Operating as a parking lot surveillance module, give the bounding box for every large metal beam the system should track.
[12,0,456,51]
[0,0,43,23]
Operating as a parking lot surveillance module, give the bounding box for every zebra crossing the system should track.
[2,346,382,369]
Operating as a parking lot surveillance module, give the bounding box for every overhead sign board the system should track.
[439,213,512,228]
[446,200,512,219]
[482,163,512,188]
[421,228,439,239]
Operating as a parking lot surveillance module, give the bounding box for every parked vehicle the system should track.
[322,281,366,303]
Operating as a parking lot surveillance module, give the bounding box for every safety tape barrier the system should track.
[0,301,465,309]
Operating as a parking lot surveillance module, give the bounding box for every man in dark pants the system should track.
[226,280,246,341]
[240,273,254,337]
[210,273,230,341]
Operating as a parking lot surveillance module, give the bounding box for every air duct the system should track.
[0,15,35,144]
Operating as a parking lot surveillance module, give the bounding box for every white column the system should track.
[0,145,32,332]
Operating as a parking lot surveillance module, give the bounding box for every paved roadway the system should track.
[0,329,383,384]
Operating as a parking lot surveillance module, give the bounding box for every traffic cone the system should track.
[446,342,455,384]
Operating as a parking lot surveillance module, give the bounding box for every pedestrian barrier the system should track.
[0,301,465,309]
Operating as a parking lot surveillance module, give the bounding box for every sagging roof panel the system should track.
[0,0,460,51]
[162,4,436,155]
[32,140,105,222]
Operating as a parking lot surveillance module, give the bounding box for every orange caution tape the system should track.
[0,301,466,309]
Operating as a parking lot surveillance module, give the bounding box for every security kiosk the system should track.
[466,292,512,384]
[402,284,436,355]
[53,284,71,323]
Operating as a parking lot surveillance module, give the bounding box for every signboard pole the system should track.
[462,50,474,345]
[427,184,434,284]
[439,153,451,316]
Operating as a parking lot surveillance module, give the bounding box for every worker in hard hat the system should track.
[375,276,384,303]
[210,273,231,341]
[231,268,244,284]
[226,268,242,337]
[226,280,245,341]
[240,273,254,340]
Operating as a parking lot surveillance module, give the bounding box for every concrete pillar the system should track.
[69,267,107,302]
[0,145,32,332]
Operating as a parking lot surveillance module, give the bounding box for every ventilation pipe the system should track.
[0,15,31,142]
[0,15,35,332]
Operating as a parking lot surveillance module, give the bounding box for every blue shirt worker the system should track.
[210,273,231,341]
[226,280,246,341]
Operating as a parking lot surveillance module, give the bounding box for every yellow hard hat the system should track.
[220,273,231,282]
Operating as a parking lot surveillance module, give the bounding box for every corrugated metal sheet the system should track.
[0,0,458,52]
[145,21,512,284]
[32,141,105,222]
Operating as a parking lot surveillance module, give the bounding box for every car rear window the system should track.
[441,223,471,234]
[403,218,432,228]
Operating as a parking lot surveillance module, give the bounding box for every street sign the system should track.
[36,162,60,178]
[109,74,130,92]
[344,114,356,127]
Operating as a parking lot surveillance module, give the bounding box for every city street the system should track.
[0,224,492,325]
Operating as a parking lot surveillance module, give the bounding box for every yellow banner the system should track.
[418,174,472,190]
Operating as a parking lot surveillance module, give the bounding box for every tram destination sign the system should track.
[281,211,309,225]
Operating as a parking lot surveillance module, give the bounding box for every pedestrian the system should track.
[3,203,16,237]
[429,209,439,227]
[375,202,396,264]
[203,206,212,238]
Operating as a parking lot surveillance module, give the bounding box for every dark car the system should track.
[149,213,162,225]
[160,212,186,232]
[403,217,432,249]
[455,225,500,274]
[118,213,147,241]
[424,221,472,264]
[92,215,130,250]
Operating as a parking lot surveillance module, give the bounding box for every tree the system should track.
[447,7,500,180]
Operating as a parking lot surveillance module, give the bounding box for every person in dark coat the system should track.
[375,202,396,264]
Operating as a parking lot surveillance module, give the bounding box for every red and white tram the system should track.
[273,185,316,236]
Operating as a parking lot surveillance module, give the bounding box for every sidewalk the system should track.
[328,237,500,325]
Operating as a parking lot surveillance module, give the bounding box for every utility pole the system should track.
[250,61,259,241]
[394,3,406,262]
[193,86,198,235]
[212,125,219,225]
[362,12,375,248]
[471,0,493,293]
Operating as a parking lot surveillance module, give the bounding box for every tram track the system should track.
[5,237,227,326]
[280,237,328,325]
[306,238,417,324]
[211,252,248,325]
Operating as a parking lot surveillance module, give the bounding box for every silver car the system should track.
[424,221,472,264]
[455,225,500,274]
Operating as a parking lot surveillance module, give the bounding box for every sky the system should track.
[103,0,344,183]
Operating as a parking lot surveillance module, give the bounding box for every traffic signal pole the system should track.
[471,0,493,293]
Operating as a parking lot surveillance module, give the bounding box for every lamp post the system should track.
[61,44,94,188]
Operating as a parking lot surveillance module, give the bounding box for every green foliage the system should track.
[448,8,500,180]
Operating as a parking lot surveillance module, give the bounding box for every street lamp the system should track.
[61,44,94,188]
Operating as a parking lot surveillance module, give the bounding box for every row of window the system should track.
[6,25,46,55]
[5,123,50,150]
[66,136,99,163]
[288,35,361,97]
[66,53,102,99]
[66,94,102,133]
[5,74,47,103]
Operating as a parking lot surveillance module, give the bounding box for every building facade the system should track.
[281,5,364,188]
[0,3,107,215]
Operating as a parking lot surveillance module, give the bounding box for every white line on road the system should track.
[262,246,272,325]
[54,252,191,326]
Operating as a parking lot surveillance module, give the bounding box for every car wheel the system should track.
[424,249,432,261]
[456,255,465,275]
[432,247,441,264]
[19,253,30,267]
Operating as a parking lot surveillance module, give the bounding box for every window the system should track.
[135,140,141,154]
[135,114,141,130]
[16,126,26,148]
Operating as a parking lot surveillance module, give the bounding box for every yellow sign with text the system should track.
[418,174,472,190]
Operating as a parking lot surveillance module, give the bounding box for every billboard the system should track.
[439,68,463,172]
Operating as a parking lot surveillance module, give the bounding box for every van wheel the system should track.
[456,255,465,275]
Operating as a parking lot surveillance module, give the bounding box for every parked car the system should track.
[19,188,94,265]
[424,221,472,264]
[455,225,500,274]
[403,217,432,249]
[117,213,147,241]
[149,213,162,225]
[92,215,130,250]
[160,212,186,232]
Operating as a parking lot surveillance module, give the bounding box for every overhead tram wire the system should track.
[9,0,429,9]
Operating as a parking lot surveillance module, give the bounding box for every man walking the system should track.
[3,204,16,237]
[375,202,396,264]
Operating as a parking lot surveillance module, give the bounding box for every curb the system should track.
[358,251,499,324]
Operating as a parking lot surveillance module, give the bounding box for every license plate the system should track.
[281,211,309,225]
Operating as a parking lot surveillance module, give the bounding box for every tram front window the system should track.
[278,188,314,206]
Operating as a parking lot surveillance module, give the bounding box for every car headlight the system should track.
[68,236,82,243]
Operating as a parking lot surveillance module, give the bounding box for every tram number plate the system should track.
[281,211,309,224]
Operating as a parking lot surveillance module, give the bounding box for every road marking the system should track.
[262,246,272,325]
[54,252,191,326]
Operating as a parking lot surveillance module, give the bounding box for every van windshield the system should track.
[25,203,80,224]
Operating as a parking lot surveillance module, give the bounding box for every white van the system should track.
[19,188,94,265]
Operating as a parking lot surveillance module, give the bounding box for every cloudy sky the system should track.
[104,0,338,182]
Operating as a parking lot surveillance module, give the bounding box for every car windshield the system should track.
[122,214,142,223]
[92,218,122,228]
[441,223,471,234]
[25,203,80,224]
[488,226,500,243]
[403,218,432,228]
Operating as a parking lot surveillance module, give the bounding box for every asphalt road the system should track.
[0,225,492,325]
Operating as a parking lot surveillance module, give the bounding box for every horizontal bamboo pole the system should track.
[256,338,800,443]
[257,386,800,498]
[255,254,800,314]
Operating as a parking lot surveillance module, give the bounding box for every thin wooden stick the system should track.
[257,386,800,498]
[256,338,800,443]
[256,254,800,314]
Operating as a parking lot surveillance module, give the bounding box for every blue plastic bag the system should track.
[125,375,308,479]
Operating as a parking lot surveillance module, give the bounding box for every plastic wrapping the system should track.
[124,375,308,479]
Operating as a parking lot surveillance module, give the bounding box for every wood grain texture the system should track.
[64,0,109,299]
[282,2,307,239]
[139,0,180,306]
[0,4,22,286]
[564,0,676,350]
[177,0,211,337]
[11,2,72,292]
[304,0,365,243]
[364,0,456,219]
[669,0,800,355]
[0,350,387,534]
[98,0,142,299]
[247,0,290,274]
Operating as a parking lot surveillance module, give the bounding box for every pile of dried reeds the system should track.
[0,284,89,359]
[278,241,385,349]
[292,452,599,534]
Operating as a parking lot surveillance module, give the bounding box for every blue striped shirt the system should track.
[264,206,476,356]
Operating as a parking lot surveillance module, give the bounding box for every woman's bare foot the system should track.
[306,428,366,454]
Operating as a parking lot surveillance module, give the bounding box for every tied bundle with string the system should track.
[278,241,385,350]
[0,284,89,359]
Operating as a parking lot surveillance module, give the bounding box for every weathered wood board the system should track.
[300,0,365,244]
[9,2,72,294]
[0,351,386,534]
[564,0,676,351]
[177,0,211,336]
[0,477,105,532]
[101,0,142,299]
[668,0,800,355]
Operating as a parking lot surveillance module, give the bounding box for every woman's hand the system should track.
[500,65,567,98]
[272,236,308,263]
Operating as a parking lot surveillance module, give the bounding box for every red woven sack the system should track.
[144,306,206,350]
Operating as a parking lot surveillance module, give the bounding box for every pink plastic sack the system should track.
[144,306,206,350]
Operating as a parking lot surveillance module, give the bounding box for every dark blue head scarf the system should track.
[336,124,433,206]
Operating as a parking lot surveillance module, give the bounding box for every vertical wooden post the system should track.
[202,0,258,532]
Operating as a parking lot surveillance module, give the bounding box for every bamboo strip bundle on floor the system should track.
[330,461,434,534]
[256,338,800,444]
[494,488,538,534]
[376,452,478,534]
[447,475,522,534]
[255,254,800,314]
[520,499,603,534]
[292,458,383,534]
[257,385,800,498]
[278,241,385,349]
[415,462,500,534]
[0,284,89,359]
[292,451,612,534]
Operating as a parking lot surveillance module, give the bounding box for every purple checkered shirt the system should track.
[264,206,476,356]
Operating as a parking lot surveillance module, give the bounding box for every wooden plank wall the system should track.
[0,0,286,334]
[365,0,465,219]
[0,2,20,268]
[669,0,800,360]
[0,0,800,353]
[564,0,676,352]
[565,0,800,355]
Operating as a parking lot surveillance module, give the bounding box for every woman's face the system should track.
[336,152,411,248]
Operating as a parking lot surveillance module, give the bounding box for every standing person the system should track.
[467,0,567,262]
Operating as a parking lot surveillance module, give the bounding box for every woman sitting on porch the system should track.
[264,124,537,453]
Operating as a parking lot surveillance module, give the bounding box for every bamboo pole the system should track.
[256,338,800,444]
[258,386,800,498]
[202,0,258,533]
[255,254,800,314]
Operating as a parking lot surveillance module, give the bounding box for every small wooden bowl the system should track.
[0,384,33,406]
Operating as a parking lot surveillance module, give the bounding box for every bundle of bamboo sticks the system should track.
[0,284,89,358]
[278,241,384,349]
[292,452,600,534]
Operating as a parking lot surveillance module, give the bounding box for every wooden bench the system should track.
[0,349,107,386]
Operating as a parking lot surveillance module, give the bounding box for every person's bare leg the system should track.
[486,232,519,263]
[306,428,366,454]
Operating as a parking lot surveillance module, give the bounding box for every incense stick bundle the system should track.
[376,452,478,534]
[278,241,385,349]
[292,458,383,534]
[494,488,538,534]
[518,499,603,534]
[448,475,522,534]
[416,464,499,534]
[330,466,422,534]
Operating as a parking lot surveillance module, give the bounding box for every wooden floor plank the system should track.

---------------

Pull out every line of the entries above that contains the string "tape".

Operating as a parking lot surveillance module, give the bounding box for every safety tape barrier the system should track.
Operating as a parking lot surveillance module, give the bounding box for every orange caution tape the system should track.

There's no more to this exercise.